Extracted data:
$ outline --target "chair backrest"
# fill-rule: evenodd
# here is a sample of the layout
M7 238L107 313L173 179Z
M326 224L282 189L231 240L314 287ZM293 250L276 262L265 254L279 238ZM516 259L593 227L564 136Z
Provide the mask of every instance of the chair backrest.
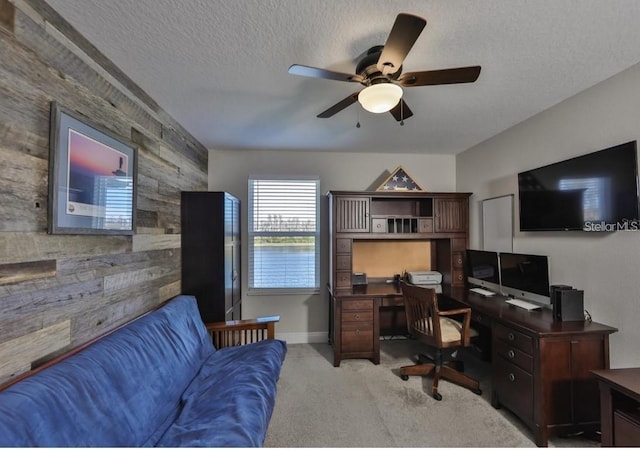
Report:
M401 286L409 334L434 347L441 347L438 295L435 289L414 286L404 281Z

Assignment:
Number of lines holding "backrest" in the data: give it, with nothing else.

Response box:
2